» TASK DETAILS:
Type the entries out once more. Match them exactly.

» DATA EXCERPTS:
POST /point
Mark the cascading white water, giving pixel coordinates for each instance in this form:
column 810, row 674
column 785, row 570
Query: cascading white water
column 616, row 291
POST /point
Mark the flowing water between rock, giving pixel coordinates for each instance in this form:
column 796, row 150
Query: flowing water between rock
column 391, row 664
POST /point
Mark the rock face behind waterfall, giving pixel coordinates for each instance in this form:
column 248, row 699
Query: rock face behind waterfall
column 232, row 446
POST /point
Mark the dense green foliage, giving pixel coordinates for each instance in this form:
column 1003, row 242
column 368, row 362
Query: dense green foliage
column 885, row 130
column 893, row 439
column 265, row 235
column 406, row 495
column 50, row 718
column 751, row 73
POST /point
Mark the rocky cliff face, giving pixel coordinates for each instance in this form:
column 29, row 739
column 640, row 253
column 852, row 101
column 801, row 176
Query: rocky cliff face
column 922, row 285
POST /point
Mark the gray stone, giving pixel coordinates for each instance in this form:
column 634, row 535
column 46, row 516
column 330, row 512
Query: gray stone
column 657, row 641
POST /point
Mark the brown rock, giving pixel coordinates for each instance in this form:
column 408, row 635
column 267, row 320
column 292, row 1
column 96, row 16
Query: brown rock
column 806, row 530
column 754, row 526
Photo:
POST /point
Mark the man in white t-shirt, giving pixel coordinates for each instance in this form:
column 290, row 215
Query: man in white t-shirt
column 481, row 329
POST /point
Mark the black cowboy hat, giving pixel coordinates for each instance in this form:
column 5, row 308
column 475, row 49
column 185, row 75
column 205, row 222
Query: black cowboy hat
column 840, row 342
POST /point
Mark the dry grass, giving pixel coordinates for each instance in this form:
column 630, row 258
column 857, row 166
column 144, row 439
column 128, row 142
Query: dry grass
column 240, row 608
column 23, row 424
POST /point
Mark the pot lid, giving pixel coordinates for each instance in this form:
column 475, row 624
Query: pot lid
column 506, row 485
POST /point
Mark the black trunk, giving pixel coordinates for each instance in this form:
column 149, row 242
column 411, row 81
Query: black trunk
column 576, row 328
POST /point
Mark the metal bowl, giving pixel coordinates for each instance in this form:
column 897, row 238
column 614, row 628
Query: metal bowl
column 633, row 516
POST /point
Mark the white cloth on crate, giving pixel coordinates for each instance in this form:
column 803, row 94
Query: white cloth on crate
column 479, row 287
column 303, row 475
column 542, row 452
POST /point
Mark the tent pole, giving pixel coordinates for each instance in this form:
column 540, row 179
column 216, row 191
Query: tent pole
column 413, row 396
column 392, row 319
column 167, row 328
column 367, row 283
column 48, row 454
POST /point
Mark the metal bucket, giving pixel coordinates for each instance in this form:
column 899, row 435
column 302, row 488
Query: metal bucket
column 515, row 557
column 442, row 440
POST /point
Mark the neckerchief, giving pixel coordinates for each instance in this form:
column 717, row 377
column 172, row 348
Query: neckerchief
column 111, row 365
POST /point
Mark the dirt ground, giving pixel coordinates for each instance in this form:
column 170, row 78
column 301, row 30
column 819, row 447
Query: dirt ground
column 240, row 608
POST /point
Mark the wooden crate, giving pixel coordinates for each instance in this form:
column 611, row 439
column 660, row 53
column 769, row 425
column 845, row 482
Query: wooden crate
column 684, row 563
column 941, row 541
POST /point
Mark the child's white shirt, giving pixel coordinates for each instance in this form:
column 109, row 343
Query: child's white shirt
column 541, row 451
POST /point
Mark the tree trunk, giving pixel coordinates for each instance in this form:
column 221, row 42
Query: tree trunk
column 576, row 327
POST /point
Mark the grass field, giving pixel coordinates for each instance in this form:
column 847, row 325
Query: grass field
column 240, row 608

» EXERCISE ANSWER:
POST /point
Mark the cascading white water, giving pixel coordinates for each instance in this form:
column 810, row 674
column 785, row 570
Query: cascading white water
column 616, row 291
POST /point
Mark the flowing water between rock, giving pixel coordinates for each instance in this form:
column 796, row 150
Query: flowing water between rock
column 391, row 664
POST /point
Mark the rock face behind waterfall, giving pixel coordinates for each instance in this form:
column 248, row 699
Query: rock face behind waterfall
column 232, row 446
POST /point
Mark the dense green foliage, giving pixel coordinates for each instance in this form:
column 1003, row 242
column 368, row 362
Query: dense green foliage
column 885, row 130
column 893, row 439
column 265, row 235
column 406, row 495
column 50, row 718
column 751, row 73
POST /point
Mark the rocky cliff face, giving pixel coordinates for each instance in this form:
column 29, row 739
column 640, row 253
column 852, row 101
column 801, row 176
Query: rocky cliff face
column 922, row 285
POST /point
Mark the gray stone, giving pixel coordinates for each instance in this form:
column 634, row 535
column 46, row 516
column 330, row 512
Query: gray stone
column 657, row 641
POST /point
Mark the brown rock, giving pixel coordinates for each instance in this form:
column 408, row 635
column 267, row 320
column 292, row 1
column 96, row 16
Query: brown rock
column 806, row 530
column 754, row 526
Photo:
POST /point
Mark the man in white t-shirt, giving pixel coordinates for each instance in this form:
column 290, row 215
Query: man in white t-shirt
column 481, row 329
POST /point
Mark the black cowboy hat, giving pixel coordinates for each instance in this form:
column 5, row 308
column 475, row 49
column 185, row 75
column 205, row 222
Query: black cowboy hat
column 840, row 342
POST /point
Mark the dry grass, giving pixel coordinates for each instance in this form:
column 630, row 258
column 857, row 166
column 144, row 439
column 128, row 142
Query: dry grass
column 240, row 608
column 23, row 424
POST /point
Mark the pot lid, giving pixel coordinates for each instance in this form:
column 475, row 624
Query: pot lid
column 506, row 485
POST /point
Mark the black trunk, giving pixel coordinates for each instance in this form:
column 149, row 242
column 411, row 81
Query: black trunk
column 576, row 328
POST /point
Mark the metal bowl, giving pixel coordinates for each instance in this form:
column 897, row 238
column 614, row 628
Query: metal bowl
column 633, row 516
POST /point
Mark the white cloth on crate, giving pixel coordinates for each instance in this form:
column 803, row 94
Query: white cloth on crate
column 479, row 287
column 303, row 475
column 542, row 452
POST /point
Mark the tent pole, giving pixel coordinates for each instance in this form:
column 540, row 179
column 216, row 191
Query: tent pole
column 413, row 396
column 392, row 319
column 167, row 328
column 367, row 283
column 48, row 454
POST /point
Mark the metal bucket, giving pixel coordinates for each instance in this form:
column 899, row 435
column 302, row 488
Query: metal bucket
column 515, row 557
column 442, row 440
POST /point
Mark the neckerchief, giving pixel coordinates for each instance in this form:
column 717, row 377
column 172, row 348
Query: neckerchief
column 111, row 365
POST /point
Mark the dirt ground, giving pixel coordinates for each instance in this form:
column 170, row 78
column 301, row 30
column 819, row 447
Query: dirt ground
column 240, row 608
POST /point
Mark the wooden crate, giving pixel coordinates for each instance in this form:
column 611, row 439
column 660, row 53
column 769, row 425
column 845, row 482
Query: wooden crate
column 684, row 563
column 941, row 541
POST /point
Mark the child's white shirt, giving pixel coordinates for each instance in this form:
column 109, row 343
Query: child's white shirt
column 541, row 451
POST /point
Mark the tree trunk, giving pixel coordinates for each instance in this form:
column 221, row 42
Query: tree trunk
column 576, row 327
POST /point
Mark the grass field, giving pixel coordinates for each instance in this form:
column 847, row 325
Query: grass field
column 240, row 608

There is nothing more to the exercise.